— Teks sumber —
________________________________________
Hidayatullah.com | SABAR dan takwa adalah dua hal yang tak bisa dipisahkan. Jika di dalam diri seseorang ada takwa, pastilah di dalam dirinya ada pula sabar.
Allah Ta’ala berfirman dalam al-Qur’an surat Yusuf [12] ayat 90, “Sungguh siapa saja yang bertakwa dan bersabar, Allah tidak akan menyia-nyiakan pahala orang-orang yang berbuat baik.”
Dalam ayat yang agung ini, Allah Ta’ala mengawali firman-Nya dengan lafal “inna” sebelum menyebutkan kata “takwa” dan “sabar”. Ini bukti betapa kuat hubungan kedua kata ini.
Takwa dan iman juga erat hubungannya dengan pengorbanan. Tak ada orang yang beriman tanpa rela berkorban. Allah Ta’ala berfirman dalam al-Hujarat [49] ayat 15, “Sesungguhnya orang-orang mukmin yang sebenarnya adalah mereka yang beriman kepada Allah dan Rasul-Nya, kemudian mereka tidak ragu-ragu, dan mereka berjihad dengan harta dan jiwanya di jalan Allah. Mereka itulah orang-orang yang benar.”
Dari ayat yang mulia ini tergambar bahwa iman –dan juga takwa– pasti disertai dengan mujahadah yang sungguh-sungguh dan kerelaan untuk berkorban harta dan raga demi menegakkan agama Allah Ta’ala.
________________________________________
— Daftar tugas —
1. Kutip teks tentang takwa dan sabar mulai dari "Dalam ayat yang" sampai dengan "agama Allah Ta’ala.".
2. Apakah pernyataan (a), (b), dan (c) sesuai dengan teks tentang takwa dan sabar? Jawab ya atau tidak untuk masing-masing, lalu kutip kata-kata teks yang menentukannya.
(a) Teks mengutip surat Yusuf ayat 90.
(b) Menurut teks, ada orang beriman yang tidak rela berkorban.
(c) Ayat dari surat Yusuf itu diawali lafal "inna" sebelum kata "takwa" dan "sabar".
3. Teruskan teks tentang takwa dan sabar mulai setelah kalimat terakhirnya.
Item-item ini tidak diperlukan.
________________________________________
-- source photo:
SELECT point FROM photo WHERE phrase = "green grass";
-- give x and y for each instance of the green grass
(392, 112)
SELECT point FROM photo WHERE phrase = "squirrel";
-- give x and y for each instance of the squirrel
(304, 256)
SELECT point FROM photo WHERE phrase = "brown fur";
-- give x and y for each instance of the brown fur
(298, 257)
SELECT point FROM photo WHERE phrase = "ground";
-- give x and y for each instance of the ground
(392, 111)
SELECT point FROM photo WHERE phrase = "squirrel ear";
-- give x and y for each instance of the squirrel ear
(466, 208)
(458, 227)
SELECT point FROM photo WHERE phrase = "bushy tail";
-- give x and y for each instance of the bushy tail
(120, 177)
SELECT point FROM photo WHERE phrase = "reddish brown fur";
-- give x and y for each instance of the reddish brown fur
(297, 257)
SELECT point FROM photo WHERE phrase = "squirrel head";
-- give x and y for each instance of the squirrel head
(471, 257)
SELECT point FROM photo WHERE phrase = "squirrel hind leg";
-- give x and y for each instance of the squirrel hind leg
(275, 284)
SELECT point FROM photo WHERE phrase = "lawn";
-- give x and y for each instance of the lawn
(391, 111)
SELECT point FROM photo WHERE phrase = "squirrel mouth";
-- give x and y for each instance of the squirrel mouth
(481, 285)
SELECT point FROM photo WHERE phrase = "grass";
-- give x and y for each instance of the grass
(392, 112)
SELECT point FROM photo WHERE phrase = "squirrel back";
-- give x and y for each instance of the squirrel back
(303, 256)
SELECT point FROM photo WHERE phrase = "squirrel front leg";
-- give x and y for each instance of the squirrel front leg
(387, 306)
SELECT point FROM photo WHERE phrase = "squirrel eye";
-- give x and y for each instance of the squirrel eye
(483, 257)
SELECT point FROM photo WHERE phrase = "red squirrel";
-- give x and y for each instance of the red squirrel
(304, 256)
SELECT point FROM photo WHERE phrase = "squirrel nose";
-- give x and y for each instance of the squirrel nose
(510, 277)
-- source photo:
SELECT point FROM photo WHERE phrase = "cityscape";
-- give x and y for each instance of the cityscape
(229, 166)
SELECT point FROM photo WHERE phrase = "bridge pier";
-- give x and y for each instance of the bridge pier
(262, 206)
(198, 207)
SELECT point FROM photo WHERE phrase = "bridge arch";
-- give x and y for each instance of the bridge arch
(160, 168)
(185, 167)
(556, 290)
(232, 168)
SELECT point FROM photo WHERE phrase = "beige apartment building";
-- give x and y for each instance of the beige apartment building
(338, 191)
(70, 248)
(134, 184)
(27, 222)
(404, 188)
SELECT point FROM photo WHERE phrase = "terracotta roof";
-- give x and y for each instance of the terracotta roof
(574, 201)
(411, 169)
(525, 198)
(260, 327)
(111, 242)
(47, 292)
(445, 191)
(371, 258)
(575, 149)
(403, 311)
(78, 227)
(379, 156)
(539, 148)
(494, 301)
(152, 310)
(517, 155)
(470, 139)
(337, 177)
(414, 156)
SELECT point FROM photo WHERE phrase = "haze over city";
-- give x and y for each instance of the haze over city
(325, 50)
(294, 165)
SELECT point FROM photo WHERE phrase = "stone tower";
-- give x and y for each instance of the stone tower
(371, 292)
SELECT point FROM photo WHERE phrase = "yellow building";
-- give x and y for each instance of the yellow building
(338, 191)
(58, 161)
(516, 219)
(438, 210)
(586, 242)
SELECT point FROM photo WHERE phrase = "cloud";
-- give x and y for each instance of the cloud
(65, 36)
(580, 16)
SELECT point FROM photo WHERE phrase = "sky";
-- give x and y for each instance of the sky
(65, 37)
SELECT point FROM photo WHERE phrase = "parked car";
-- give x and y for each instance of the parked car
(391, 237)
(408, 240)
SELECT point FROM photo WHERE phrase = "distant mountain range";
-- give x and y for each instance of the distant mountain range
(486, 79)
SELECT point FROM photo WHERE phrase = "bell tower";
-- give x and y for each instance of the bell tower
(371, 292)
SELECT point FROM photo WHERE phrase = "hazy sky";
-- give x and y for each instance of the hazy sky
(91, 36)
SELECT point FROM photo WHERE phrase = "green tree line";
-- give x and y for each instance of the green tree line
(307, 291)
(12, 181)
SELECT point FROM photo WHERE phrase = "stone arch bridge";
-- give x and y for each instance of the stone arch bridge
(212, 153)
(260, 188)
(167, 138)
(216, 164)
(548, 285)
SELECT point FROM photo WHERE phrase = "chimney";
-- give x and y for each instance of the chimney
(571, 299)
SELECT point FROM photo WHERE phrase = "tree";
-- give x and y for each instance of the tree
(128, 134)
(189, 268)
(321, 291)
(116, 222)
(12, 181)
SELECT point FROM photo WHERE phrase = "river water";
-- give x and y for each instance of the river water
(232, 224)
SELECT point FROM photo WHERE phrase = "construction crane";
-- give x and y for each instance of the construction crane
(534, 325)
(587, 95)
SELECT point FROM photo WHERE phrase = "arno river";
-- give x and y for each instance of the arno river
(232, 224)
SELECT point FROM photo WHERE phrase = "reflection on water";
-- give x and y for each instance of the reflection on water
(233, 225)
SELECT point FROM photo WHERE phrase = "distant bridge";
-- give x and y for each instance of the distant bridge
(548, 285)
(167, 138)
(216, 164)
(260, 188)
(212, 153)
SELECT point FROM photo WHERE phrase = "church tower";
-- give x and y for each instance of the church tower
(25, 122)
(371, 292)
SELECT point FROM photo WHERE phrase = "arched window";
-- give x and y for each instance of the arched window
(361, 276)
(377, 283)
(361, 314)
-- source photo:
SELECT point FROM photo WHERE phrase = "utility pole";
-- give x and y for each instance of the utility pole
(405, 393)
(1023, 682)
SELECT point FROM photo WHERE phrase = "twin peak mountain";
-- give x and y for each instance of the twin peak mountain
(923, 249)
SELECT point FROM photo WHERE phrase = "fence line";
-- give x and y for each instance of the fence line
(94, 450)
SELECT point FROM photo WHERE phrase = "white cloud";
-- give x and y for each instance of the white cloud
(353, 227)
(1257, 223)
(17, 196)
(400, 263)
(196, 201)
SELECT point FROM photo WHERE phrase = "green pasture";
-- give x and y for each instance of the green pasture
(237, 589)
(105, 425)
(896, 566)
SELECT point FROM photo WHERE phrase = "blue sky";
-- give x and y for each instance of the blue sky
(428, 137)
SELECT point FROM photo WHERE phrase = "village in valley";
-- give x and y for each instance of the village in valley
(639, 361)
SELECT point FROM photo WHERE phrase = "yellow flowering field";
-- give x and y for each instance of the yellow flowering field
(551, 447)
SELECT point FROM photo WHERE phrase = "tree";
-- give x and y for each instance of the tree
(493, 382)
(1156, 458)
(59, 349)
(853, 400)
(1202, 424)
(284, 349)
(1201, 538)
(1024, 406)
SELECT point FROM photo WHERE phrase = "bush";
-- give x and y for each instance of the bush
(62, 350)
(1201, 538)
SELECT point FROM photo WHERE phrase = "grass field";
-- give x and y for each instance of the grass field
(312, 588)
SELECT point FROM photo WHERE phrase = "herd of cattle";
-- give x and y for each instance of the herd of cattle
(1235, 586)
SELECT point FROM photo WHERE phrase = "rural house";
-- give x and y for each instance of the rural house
________________________________________
— Jawaban —
1.
Dalam ayat yang agung ini, Allah Ta’ala mengawali firman-Nya dengan lafal “inna” sebelum menyebutkan kata “takwa” dan “sabar”. Ini bukti betapa kuat hubungan kedua kata ini.
Takwa dan iman juga erat hubungannya dengan pengorbanan. Tak ada orang yang beriman tanpa rela berkorban. Allah Ta’ala berfirman dalam al-Hujarat [49] ayat 15, “Sesungguhnya orang-orang mukmin yang sebenarnya adalah mereka yang beriman kepada Allah dan Rasul-Nya, kemudian mereka tidak ragu-ragu, dan mereka berjihad dengan harta dan jiwanya di jalan Allah. Mereka itulah orang-orang yang benar.”
Dari ayat yang mulia ini tergambar bahwa iman –dan juga takwa– pasti disertai dengan mujahadah yang sungguh-sungguh dan kerelaan untuk berkorban harta dan raga demi menegakkan agama Allah Ta’ala.

2.
(a) Ya: "Allah Ta’ala berfirman dalam al-Qur’an surat Yusuf [12] ayat 90"
(b) Tidak: "Tak ada orang yang beriman tanpa rela berkorban."
(c) Ya: "Allah Ta’ala mengawali firman-Nya dengan lafal “inna” sebelum menyebutkan kata “takwa” dan “sabar”."

3.
Dengan demikian kita juga bisa melihat betapa erat hubungan antara pengorbanan dan kesabaran. Tak ada pengorbanan yang sungguh-sungguh tanpa disertai iman dan kesabaran atas konsekuensi dari pengorbanan itu.
Lihatlah keluarga Yasir. Jika bukan karena sabar dan berharap janji Allah Ta’ala berupa surga, mana mungkin keluarga itu bisa kuat mengorbakan jiwanya menahan siksa kaum kafir Quraisy. Tatkala Rasulullah SAW melihat keadaan mereka, beliau menasehati, “Bersabarlah wahai keluarga Yasir. Janji Allah untuk kalian adalah surga.”
Sudah menjadi sunatullah bahwa menyeru kepada kebaikan dan mencegah kemungkaran butuh pengorbanan. Ini konsekuensi yang harus diterima dengan sabar oleh para juru dakwah. Jika seorang juru dakwah tidak memiliki stok sabar yang cukup, ia akan mudah mengeluh, lalu menyerah, tak kuat dengan tuntutan pengorbanan yang terus menerus muncul.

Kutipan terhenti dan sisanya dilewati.